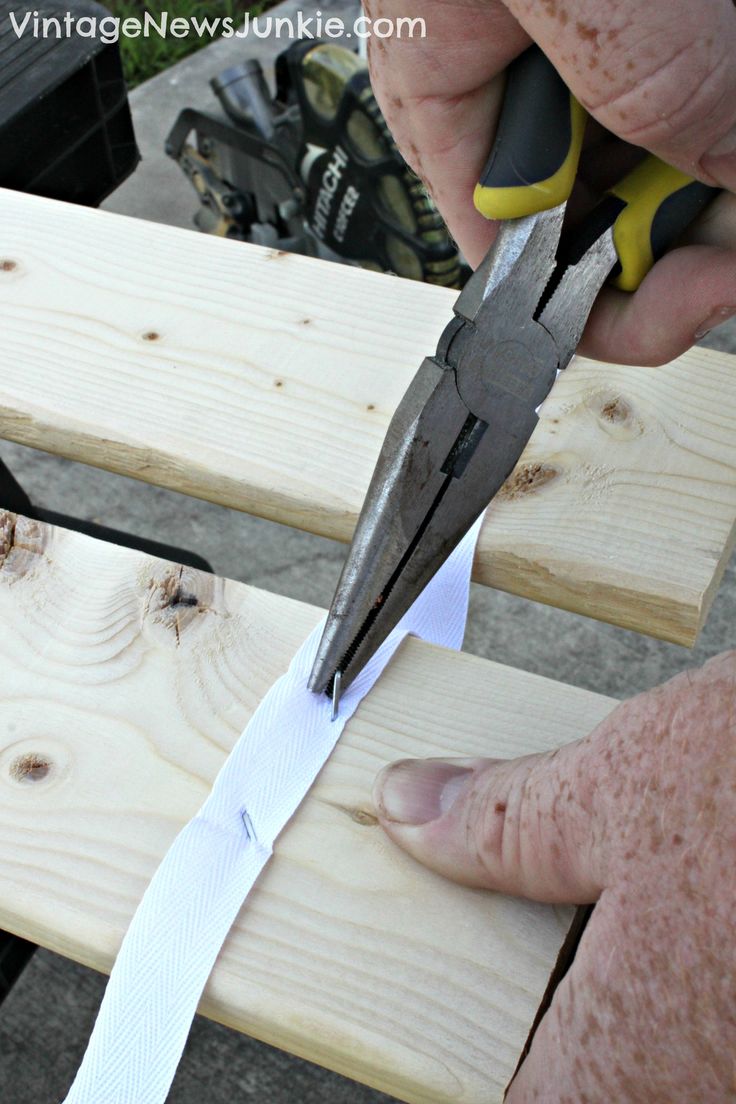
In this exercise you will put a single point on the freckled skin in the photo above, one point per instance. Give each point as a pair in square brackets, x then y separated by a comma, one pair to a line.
[657, 75]
[647, 1014]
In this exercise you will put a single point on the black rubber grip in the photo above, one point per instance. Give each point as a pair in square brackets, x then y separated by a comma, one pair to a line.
[676, 212]
[535, 130]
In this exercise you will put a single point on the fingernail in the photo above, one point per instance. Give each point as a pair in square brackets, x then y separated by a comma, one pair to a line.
[718, 316]
[721, 160]
[415, 792]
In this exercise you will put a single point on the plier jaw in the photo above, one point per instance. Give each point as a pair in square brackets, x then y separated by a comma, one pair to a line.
[452, 442]
[470, 410]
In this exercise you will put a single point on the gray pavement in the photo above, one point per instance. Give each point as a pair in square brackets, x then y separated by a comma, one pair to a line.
[46, 1020]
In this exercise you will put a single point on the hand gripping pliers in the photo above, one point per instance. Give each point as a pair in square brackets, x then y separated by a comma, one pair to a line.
[470, 410]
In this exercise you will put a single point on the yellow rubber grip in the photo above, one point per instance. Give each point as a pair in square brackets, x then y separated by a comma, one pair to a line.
[658, 208]
[516, 201]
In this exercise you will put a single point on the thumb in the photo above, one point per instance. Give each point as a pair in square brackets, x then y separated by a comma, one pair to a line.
[525, 826]
[658, 75]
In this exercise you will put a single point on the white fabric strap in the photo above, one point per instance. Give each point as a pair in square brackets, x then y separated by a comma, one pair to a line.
[196, 892]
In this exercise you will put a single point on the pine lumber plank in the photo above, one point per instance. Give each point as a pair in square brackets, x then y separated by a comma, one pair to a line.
[265, 381]
[118, 703]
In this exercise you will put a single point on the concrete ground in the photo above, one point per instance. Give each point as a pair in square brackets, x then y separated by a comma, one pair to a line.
[46, 1020]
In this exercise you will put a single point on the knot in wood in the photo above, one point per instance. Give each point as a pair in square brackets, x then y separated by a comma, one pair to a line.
[30, 767]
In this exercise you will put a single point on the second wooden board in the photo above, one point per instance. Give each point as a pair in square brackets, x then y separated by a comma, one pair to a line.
[266, 381]
[124, 683]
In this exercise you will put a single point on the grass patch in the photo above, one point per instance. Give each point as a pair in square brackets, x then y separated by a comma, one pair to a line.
[142, 57]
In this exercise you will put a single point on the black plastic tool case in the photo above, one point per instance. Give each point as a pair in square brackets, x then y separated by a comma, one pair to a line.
[65, 127]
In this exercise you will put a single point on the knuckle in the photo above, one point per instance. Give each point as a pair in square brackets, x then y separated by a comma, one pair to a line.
[680, 103]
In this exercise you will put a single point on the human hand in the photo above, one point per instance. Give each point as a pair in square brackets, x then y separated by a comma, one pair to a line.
[659, 75]
[640, 816]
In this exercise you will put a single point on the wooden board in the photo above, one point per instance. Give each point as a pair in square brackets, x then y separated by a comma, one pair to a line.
[265, 381]
[117, 708]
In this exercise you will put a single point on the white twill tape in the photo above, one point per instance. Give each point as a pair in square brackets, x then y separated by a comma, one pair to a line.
[198, 890]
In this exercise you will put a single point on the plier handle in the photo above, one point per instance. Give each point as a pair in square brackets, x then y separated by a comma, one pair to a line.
[470, 410]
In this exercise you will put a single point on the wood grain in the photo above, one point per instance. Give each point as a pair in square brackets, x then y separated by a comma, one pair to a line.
[119, 699]
[265, 381]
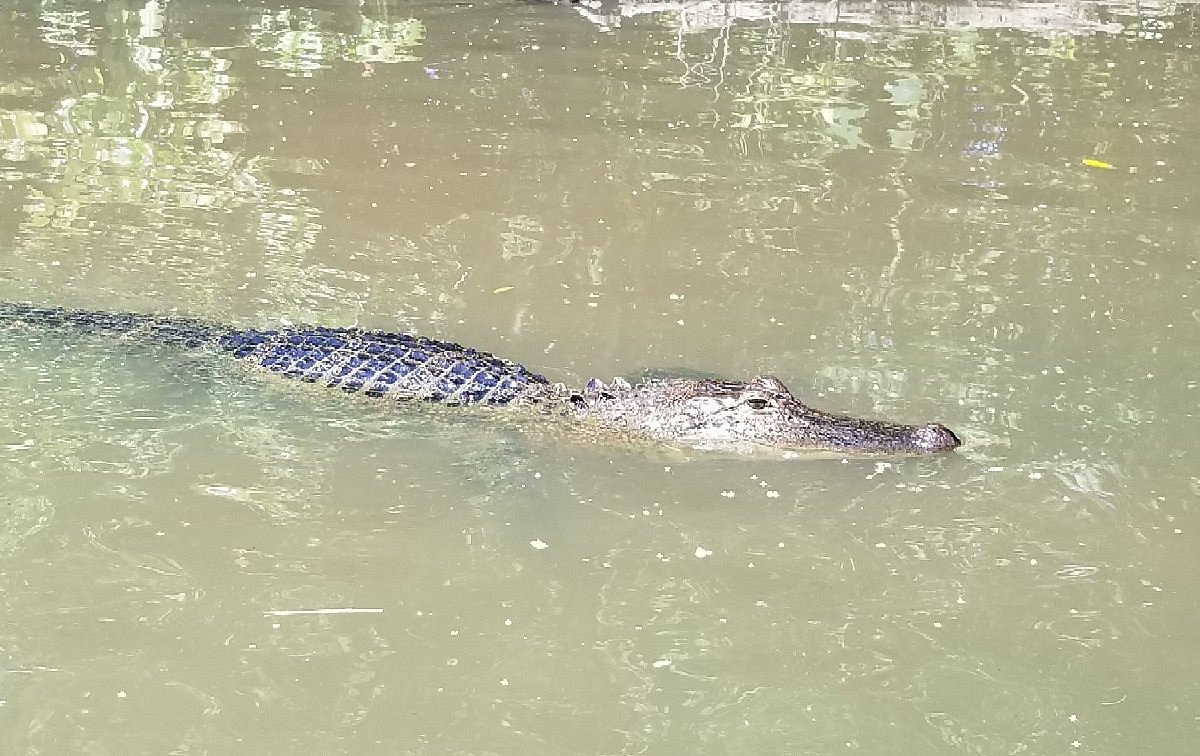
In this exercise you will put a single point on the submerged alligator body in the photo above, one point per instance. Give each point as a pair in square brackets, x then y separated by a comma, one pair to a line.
[707, 414]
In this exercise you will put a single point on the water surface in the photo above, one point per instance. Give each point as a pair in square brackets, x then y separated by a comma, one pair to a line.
[984, 215]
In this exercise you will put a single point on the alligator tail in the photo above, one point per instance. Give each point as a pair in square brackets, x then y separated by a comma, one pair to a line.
[178, 331]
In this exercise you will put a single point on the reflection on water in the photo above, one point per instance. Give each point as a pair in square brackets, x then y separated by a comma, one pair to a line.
[978, 213]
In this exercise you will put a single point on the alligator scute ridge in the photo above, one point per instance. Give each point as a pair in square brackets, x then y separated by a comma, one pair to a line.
[707, 414]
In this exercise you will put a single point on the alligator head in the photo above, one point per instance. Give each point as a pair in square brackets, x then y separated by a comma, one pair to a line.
[747, 415]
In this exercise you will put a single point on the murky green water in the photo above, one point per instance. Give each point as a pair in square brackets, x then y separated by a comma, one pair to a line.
[985, 215]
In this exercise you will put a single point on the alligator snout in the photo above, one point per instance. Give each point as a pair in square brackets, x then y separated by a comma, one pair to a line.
[936, 437]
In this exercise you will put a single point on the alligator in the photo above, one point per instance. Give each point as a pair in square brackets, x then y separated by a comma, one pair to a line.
[737, 415]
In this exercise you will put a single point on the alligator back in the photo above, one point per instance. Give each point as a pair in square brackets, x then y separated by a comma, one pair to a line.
[384, 364]
[372, 363]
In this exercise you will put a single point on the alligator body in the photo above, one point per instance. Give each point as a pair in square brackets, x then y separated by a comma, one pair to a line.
[707, 414]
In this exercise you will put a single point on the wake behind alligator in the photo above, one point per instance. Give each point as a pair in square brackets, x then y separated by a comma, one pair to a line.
[705, 414]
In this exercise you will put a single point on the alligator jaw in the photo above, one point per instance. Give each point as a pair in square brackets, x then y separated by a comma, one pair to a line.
[759, 415]
[847, 435]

* * * * *

Put each line of the material above into a Markdown table with two columns, Row for the row number and Text for the line, skipping blank lines and leaving out the pictures.

| Row | Text |
|---|---|
| 1 | In this exercise you will put a single point on the freckled skin in the photo above, one point per instance. Give each point as a pair in square brackets, x then y separated by a comma, one pair to a line. |
| 2 | [657, 75] |
| 3 | [647, 1014] |
| 4 | In this exercise you will put a single point on the black rubber grip in the photo above, one point per instance. Give each point as a pair in square brackets, x then y separated by a comma, one pair to a line. |
| 5 | [676, 212] |
| 6 | [535, 130] |
| 7 | In this exercise you will put a single point on the fingernail in the photo above, one point per instance. Give each point as a pair in square brackets, x then y separated by a comma, one pair to a line. |
| 8 | [718, 316] |
| 9 | [721, 160] |
| 10 | [415, 792] |
| 11 | In this exercise you will put a single point on the plier jaw in the photo above, one point per instance. Give each point as a pair in square brackets, x then y separated by a comma, one pair to a line. |
| 12 | [452, 442] |
| 13 | [470, 410] |
| 14 | In this exercise you will put a single point on the gray pavement in the photo above, one point per instance. Give each point as a pair in square brackets, x then y separated by a comma, one pair to a line. |
| 15 | [46, 1020] |
| 16 | In this exercise you will put a single point on the hand gripping pliers in the photo above, one point per instance. Give each point as a pair in square brackets, x then y separated by a comma, one pair to a line. |
| 17 | [470, 410] |
| 18 | In this exercise you will put a single point on the yellow rubber grip in the photo above, one point per instance. Give each point as a pair in square brackets, x then y separated by a comma, one pair to a line. |
| 19 | [658, 208] |
| 20 | [516, 201] |
| 21 | In this exercise you will put a single point on the thumb in the photo above, one point per instance. Give each point as a pair in square brackets, x then y separated by a comma, one pair to a line. |
| 22 | [525, 826] |
| 23 | [658, 75] |
| 24 | In this exercise you will put a single point on the white fabric strap in the photo above, one point per instance. Give each point as a pair in square brackets, x then y separated by a comma, one pair to a line. |
| 25 | [196, 892] |
| 26 | In this exercise you will put a single point on the pine lumber plank in the photo above, one point per instance. Give each point as a pair in square brackets, x then y separated by a comma, one pair to a line. |
| 27 | [265, 381] |
| 28 | [118, 703] |
| 29 | In this exercise you will put a single point on the concrete ground in the photo above, one point per instance. Give each point as a pair in square brackets, x then y separated by a comma, one pair to a line. |
| 30 | [46, 1020] |
| 31 | In this exercise you will put a single point on the knot in wood in the photo above, one point per instance. Give each point as a pair in square brackets, x then y separated by a comma, one pair to a line. |
| 32 | [30, 767] |
| 33 | In this exercise you will put a single point on the second wooden board in the photo above, one point per instance. Give each point as a pair in square brackets, x then y separated by a comma, one pair to a line. |
| 34 | [266, 381] |
| 35 | [124, 683] |
| 36 | In this exercise you will put a single point on the grass patch in the photo above, one point per instance. Give each point as a pair in square brackets, x then y separated by a comma, one pair to a line. |
| 37 | [142, 57] |
| 38 | In this exercise you will put a single point on the black plastic tool case in the photo above, one point per instance. Give each point as a pair in square brackets, x then y separated by a comma, one pair to a line. |
| 39 | [65, 127] |
| 40 | In this exercise you will put a single point on the knuckle in the photo above, one point per instance. Give each point as a pair in square brackets, x then y separated by a comma, one pair to a line. |
| 41 | [680, 103] |
| 42 | In this exercise you will put a single point on the human hand in the photo above, one point per instance. Give each point as a pair in square brackets, x then y separated by a comma, one pair to a line. |
| 43 | [659, 75] |
| 44 | [640, 816] |
| 45 | In this exercise you will put a single point on the wooden board in the photo above, one point per instance. Give each point as a pair in square brackets, x then y separated by a comma, one pair to a line. |
| 46 | [265, 381] |
| 47 | [117, 708] |
| 48 | In this exercise you will put a single point on the white twill tape in the photo above, one point per instance. Give each point as a pair in square brackets, x then y separated by a comma, one pair to a line. |
| 49 | [198, 890] |
| 50 | In this exercise you will put a single point on the plier handle in the photo above, one point per instance. Give each point as a pair in square brackets, x then y separated by a comma, one pair to a line. |
| 51 | [470, 410] |
| 52 | In this exercise you will put a single point on the wood grain in the photo above, one point per instance. Give each point as a pair in square brackets, x then y separated by a comma, one pair to a line. |
| 53 | [119, 699] |
| 54 | [265, 381] |
| 55 | In this exercise you will put a single point on the submerged alligator body in the photo above, one point per instance. Give each point as a pair in square brackets, x then y separated by a comma, one pair to a line. |
| 56 | [707, 414] |
| 57 | In this exercise you will put a single point on the water surface in the photo above, one point per instance. Give each point as a pair in square brackets, x then y separated by a comma, one pair to a line. |
| 58 | [984, 215] |
| 59 | In this exercise you will put a single point on the alligator tail in the photo above, one point per instance. Give each point as a pair in square brackets, x then y separated by a comma, one pair to a line. |
| 60 | [178, 331] |
| 61 | In this exercise you will put a single point on the reflection on water in the photo above, one point per instance. Give each point as a pair in square brackets, x then y separated by a comma, one pair to a line. |
| 62 | [978, 213] |
| 63 | In this exercise you will put a single point on the alligator scute ridge in the photo above, one point per instance. Give each point as a pair in square brackets, x then y separated by a comma, one pair to a line. |
| 64 | [707, 414] |
| 65 | In this exercise you will put a single point on the alligator head in the photo above, one point per instance. Give each point as a pair in square brackets, x then y separated by a comma, one pair to a line. |
| 66 | [747, 415] |
| 67 | In this exercise you will put a single point on the murky green water in the photo above, one point per instance. Give each point as a pair in square brackets, x then y separated by a comma, one pair to a line. |
| 68 | [985, 215] |
| 69 | In this exercise you will put a single point on the alligator snout in the photo above, one point per instance. Give each point as a pair in square brackets, x then y separated by a comma, one pair to a line. |
| 70 | [936, 437] |
| 71 | In this exercise you will put a single point on the alligator in the photo above, one point per instance. Give each point as a pair in square brackets, x then y separated by a comma, one pair to a line. |
| 72 | [737, 415] |
| 73 | In this exercise you will put a single point on the alligator back in the photo above, one point per instance. Give each point as a pair in square brackets, x then y separated by a comma, one pair to a line. |
| 74 | [384, 364] |
| 75 | [372, 363] |
| 76 | In this exercise you will put a single point on the alligator body in the photo above, one point per instance. Give each point as a pair in square brackets, x then y separated by a comma, one pair to a line. |
| 77 | [707, 414] |
| 78 | In this exercise you will put a single point on the wake behind alligator in the photo above, one point per instance. Give each point as a pair in square brackets, x then y separated by a comma, one pair to a line. |
| 79 | [705, 414] |
| 80 | In this exercise you will put a single point on the alligator jaw in the photo above, one point per instance. Give each point as a pair in square brackets, x then y separated by a comma, one pair to a line. |
| 81 | [759, 415] |
| 82 | [847, 435] |